[Исходный текст]
Вершиной театрального искусства XVIII в. стала комедия младшего современника Голдсмита Ричарда Бринсли Шеридана (Richard Brinsley Sheridan, 1751 — 1816). Выходец из Ирландии, сын актера и писательницы, Шеридан рано добился громкого успеха и восхищения всей Англии как комедиограф. В 25 лет он стал директором (а позднее и владельцем) лучшего в Лондоне театра Друри-Лейн. В 1780 г. Шеридан неожиданно оставил поприще драматурга ради не менее блистательной парламентской карьеры: вплоть до 1812г. он представлял левое крыло партии вигов в палате общин и прославился речью, обвинявшей генерал-губернатора Индии в злоупотреблении властью и коррупции. В последние годы жизни, когда окончилась его парламентская деятельность, когда сгорел его театр, Шеридан был забыт. Он оставался человеком просветительского века и не мог найти себя в новой общественной и литературной обстановке Байрон сказал о нем, что он произнес самую лучшую речь и написал самую лучшую пьесу своего времени.

Первого успеха Шеридан добился, когда совсем еще молодым человеком стал автором популярной пьесы «Соперники» (1775). Следуя давно известным образцам, английским и французским, комедиям Мольера и драматургов Реставрации, Шеридан создал веселую, остроумную пьесу, высмеивающую глупость, невежество, жеманство, корыстолюбие в жизни и литературе. Пьеса одновременно пародирует пустое светское общество и выспренную сентиментальную манеру его изображения. На старых, утвердившихся на сцене приемах строится новое, оригинальное произведение.

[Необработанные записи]
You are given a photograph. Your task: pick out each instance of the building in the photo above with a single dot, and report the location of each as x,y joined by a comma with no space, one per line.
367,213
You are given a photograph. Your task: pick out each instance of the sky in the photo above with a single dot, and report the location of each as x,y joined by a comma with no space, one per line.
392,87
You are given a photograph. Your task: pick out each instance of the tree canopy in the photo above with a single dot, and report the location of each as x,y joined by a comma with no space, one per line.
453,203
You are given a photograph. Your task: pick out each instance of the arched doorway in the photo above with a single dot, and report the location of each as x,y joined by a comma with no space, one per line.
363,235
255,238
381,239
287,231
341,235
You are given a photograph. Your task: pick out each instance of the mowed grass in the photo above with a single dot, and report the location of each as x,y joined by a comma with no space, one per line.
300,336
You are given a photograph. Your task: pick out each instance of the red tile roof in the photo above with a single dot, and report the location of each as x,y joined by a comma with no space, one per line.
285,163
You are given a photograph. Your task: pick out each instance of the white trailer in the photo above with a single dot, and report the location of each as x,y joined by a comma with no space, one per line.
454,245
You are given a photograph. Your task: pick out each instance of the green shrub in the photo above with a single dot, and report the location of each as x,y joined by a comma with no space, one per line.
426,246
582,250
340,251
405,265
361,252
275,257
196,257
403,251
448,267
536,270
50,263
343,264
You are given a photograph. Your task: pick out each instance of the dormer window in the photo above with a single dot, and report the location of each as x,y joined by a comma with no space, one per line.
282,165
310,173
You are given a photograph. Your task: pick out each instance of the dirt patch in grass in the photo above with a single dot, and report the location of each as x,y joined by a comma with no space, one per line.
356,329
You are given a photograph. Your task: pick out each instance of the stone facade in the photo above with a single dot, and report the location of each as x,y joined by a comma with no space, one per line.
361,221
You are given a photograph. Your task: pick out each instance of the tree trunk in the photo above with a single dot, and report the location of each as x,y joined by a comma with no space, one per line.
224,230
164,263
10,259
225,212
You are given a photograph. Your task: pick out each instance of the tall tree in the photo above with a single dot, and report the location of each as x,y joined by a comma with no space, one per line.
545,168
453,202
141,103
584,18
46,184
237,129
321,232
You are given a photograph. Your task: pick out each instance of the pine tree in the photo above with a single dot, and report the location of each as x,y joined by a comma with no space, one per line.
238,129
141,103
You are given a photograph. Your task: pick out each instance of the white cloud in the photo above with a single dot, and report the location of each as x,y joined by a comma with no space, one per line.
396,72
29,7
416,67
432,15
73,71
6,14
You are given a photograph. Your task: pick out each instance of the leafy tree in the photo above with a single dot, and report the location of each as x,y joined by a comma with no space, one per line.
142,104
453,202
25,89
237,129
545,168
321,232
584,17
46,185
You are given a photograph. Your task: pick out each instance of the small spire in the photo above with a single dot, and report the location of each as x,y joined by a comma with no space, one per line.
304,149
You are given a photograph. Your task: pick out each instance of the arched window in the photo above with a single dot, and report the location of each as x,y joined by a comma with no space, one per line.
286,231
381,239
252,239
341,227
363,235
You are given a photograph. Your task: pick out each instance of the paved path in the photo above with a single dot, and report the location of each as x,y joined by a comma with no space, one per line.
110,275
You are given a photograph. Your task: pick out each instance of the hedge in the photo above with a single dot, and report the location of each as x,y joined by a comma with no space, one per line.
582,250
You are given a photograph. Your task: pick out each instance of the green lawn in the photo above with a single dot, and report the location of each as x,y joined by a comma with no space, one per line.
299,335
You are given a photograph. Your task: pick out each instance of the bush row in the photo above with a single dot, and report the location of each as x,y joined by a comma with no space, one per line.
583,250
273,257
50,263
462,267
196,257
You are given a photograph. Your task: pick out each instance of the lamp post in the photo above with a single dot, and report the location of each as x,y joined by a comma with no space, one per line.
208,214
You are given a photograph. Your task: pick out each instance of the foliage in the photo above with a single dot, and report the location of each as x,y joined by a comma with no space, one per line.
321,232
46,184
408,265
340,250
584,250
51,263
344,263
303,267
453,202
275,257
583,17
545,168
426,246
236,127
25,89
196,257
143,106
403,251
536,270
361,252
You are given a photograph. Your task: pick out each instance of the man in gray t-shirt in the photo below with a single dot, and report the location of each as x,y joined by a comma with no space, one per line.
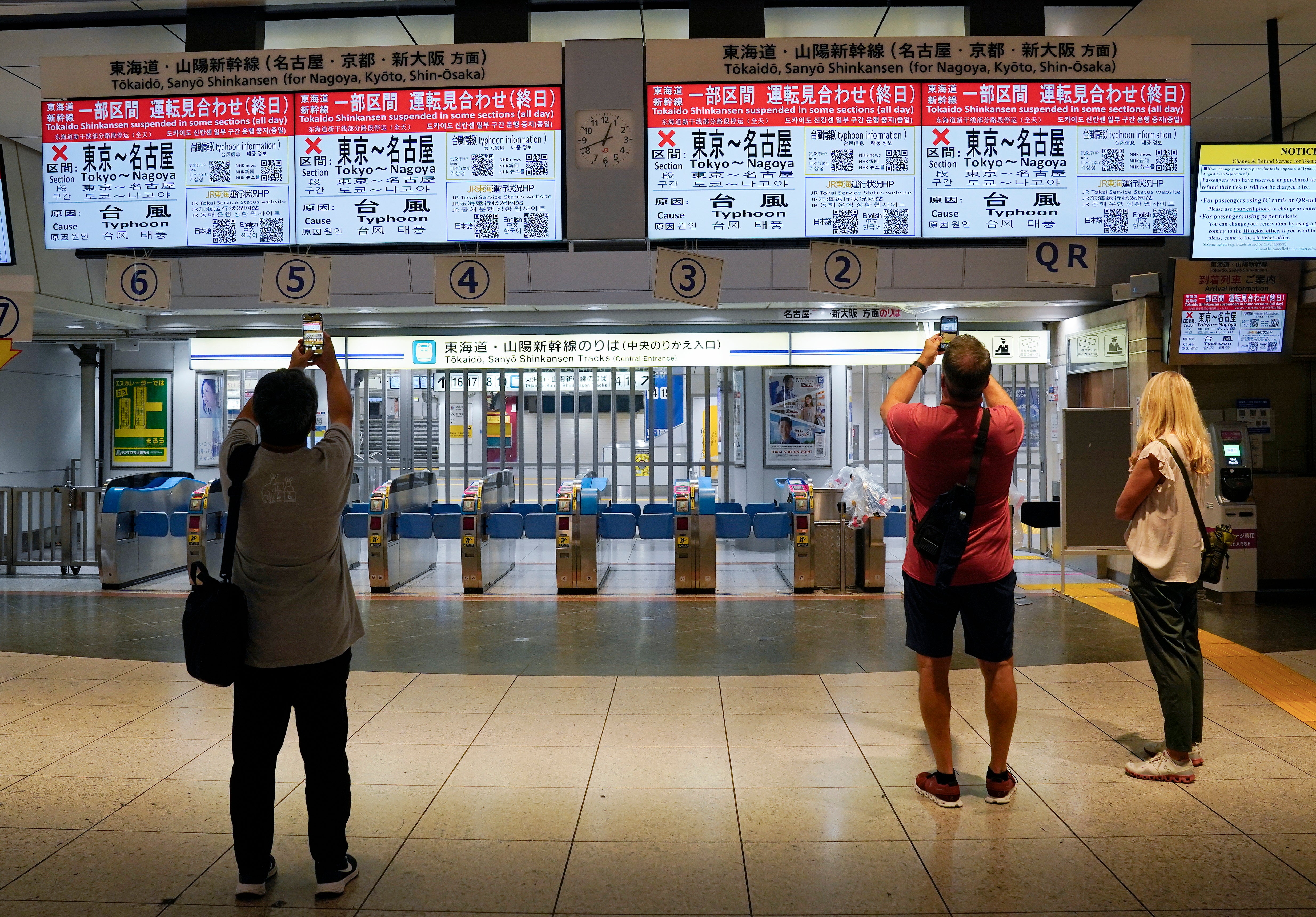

[Задания]
A – Продублируйте фрагмент текста о Шеридане между словами "Первого успеха Шеридан" и "новое, оригинальное произведение." включительно.
B – Назовите все пороки, которые, согласно тексту о Шеридане, высмеивает пьеса «Соперники».

[Ответы к заданиям]
A –
Первого успеха Шеридан добился, когда совсем еще молодым человеком стал автором популярной пьесы «Соперники» (1775). Следуя давно известным образцам, английским и французским, комедиям Мольера и драматургов Реставрации, Шеридан создал веселую, остроумную пьесу, высмеивающую глупость, невежество, жеманство, корыстолюбие в жизни и литературе. Пьеса одновременно пародирует пустое светское общество и выспренную сентиментальную манеру его изображения. На старых, утвердившихся на сцене приемах строится новое, оригинальное произведение.

B – Глупость, невежество, жеманство, корыстолюбие.